In a world of Deep Fakes and far too human natural language AI, researchers at the Harvard John A. Paulson School of Engineering and Applied Sciences (SEAS) and IBM Research asked: Is there a better way to help people detect AI-generated text?

That question led Sebastian Gehrmann, a PhD candidate at SEAS, and Hendrik Strobelt, a researcher at IBM, to develop a statistical method, along with an open access interactive tool, to detect AI-generated text. 

Natural-language generators are trained on tens of millions of online texts and mimic human language by predicting the words that most often come after one another. For example, the words “have” “am” and “was” are statically most likely to come after the word “I”. 

Using that idea, Gehrmann and Strobelt developed a method that, rather than identify errors in text, identifies text that is too predictable. 

“The idea we had is that as models get better and better, they go from definitely worse than humans, which is detectable, to as good as or better than humans, which may be hard to detect with conventional approaches,” said Gehrmann. 

“Before, you could tell by all the mistakes that text was machine-generated,” said Strobelt.  “Now, it’s no longer the mistakes but rather the use of highly probable (and somewhat boring) words that call out machine-generated text. With this tool, humans and AI can work together to detect fake text.”

Gehrmann and Strobelt will present their research, which was co-authored by Alexander Rush, Associate in Computer Science at SEAS, at the Association for Computational Linguistics (ACL) conference on July 28th – Aug 2nd

Gehrmann and Strobelt’s method, known as GLTR, is based on a model trained on 45 million texts from websites — the public version of the OpenAI model, GPT-2. Because it uses GPT-2 to detect generated text, GLTR works best against GPT-2, but also does well against other models.

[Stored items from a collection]
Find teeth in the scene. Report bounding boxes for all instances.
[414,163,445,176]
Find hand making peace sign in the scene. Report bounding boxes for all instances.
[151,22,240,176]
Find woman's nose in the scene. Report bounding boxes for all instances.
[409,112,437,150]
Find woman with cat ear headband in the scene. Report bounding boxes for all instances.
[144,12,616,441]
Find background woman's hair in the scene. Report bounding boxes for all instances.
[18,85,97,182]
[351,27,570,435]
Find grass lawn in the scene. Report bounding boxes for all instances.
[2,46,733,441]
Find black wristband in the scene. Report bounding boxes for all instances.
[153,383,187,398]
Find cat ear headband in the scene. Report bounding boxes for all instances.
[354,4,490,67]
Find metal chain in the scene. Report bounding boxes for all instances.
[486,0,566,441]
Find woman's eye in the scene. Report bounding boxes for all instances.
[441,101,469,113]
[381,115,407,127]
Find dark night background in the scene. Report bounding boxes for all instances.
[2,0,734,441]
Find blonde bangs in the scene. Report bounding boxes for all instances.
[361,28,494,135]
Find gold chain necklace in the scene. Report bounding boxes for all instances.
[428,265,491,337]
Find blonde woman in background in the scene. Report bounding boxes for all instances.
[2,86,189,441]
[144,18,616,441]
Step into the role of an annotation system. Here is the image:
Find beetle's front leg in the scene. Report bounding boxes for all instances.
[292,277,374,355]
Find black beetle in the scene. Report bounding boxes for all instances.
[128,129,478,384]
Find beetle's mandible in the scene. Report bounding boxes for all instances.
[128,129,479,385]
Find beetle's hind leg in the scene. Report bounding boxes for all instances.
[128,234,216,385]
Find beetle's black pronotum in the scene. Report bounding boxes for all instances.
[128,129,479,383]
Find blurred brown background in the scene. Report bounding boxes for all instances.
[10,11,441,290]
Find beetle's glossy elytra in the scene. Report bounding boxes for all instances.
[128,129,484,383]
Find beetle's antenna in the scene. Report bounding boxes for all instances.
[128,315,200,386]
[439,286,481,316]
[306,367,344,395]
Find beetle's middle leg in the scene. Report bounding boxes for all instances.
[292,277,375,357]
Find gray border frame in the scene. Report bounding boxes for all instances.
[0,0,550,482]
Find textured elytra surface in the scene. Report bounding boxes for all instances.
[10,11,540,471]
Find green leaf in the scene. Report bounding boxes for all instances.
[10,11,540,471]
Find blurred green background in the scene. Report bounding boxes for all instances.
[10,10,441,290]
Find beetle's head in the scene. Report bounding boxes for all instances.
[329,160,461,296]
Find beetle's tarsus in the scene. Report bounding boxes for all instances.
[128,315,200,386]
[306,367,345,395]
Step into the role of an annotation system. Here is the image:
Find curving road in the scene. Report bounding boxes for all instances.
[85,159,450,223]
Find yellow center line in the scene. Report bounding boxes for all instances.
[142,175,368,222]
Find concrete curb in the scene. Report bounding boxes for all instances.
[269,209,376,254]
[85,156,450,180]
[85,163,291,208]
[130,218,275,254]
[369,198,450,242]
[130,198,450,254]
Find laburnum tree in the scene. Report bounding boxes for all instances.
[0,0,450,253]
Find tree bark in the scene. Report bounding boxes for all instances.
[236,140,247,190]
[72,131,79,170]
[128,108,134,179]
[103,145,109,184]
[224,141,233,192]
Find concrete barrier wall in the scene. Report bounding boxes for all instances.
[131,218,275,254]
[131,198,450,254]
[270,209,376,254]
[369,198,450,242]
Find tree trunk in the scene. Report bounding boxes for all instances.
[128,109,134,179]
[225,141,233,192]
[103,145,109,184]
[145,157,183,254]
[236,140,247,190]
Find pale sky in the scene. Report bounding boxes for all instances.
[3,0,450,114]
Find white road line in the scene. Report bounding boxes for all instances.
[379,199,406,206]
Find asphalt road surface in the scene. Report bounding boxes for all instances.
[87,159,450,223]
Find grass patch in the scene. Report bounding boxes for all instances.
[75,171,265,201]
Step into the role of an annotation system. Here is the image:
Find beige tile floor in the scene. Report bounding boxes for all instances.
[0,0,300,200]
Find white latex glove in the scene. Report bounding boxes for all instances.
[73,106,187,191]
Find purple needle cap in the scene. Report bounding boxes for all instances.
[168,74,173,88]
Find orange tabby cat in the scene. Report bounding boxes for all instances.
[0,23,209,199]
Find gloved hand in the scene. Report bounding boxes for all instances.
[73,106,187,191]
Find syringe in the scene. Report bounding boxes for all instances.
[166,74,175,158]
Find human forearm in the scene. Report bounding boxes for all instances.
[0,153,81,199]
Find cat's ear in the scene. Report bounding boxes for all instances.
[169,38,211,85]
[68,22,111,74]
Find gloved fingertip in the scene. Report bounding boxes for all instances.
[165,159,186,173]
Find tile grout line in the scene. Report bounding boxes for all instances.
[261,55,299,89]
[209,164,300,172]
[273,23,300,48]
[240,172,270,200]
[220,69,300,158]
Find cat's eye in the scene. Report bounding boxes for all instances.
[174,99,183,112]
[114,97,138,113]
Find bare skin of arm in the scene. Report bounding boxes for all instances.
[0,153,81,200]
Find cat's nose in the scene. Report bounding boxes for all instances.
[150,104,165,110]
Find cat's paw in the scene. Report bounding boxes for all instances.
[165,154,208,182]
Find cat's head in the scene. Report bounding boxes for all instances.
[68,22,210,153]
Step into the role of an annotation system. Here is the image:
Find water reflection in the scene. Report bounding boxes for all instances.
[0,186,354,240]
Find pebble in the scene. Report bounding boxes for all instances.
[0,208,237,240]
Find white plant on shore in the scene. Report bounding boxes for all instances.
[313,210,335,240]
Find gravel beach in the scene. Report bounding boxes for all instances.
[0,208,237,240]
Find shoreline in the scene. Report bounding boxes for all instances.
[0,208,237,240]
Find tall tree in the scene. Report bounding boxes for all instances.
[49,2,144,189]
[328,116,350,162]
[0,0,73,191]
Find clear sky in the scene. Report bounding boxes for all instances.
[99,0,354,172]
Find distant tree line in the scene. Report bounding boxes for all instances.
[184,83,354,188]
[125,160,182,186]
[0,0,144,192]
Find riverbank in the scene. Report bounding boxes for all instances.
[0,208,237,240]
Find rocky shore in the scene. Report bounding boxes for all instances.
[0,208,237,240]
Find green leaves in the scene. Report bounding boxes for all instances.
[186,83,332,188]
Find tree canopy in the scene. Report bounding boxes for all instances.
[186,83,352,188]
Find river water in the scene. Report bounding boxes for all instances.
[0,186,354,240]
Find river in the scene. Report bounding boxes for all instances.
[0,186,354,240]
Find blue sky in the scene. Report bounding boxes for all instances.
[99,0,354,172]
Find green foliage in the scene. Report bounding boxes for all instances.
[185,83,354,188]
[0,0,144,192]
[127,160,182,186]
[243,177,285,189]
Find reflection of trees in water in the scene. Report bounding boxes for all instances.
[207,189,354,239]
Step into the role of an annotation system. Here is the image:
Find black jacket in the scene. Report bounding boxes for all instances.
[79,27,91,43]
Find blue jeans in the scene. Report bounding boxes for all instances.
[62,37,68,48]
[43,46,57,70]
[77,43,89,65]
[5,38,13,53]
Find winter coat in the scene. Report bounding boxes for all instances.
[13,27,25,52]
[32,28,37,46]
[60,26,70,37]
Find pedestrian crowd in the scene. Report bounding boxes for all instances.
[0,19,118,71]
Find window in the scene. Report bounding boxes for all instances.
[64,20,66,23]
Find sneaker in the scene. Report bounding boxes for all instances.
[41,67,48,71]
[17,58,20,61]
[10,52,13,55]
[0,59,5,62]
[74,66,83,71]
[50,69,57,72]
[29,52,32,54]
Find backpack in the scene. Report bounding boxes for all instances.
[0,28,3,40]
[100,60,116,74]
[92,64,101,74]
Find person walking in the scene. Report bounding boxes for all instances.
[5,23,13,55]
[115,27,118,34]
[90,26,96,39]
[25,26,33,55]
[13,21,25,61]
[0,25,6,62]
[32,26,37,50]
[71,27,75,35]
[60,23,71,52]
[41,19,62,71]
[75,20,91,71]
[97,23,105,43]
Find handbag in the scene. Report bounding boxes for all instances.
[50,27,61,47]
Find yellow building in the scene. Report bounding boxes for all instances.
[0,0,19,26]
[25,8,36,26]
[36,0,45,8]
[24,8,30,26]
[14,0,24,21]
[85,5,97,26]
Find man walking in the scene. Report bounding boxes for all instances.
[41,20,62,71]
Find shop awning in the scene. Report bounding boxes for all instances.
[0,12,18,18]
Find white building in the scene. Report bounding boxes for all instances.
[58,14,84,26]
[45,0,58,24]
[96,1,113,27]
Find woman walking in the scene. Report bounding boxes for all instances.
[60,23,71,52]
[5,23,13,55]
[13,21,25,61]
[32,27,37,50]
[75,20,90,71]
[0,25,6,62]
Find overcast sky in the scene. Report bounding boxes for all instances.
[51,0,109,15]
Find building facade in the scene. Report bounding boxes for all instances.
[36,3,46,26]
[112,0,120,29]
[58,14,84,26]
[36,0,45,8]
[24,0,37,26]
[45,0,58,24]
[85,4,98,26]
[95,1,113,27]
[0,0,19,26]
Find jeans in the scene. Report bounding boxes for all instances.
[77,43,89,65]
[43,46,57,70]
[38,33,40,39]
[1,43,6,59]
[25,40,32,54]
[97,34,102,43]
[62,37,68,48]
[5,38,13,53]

**What to work on:**
1. Substitute "synthetic media" for "Deep Fakes" in the passage of the article on detecting AI-generated text, starting with "In a world of" and going on through "detect AI-generated text?", and write out the revised passage.
2. Pick up the article on detecting AI-generated text after its final sentence and continue it.

**Responses per task:**
1.
In a world of synthetic media and far too human natural language AI, researchers at the Harvard John A. Paulson School of Engineering and Applied Sciences (SEAS) and IBM Research asked: Is there a better way to help people detect AI-generated text?

2.
Here’s how it works:

If you feed a passage of text into the tool, it highlights the text in green, yellow, red or purple, each color signifying the predictability of the word in the context of the word before it. Green means the word was very predictable, yellow, moderately predicable, red not very predictable and purple means the model wouldn’t have predicted the word at all. 

So, a paragraph of text generated by GPT-2 will look like this:

 

To compare, this is a real New York Times article: 


And this is an excerpt from arguably the most unpredictable human text ever written, James Joyce’s Finnegans Wake:


The method isn’t meant to replace humans in identifying fake texts but rather to support human intuition and understanding. The researchers tested the model with a group of undergraduates in a SEAS Computer Science class. 

Without the model, the students could identify about 50 percent of AI-generated text. With the color overlay, the students were able to identify 72 percent. 

Gehrmann and Strobelt say that with a little training and experience with the program, the number could improve even further. 

“Our goal is to create human and AI collaboration systems,” said Gehrmann. “This research is targeted at giving humans more information so that they can make an informed decision about what’s real and what’s fake.”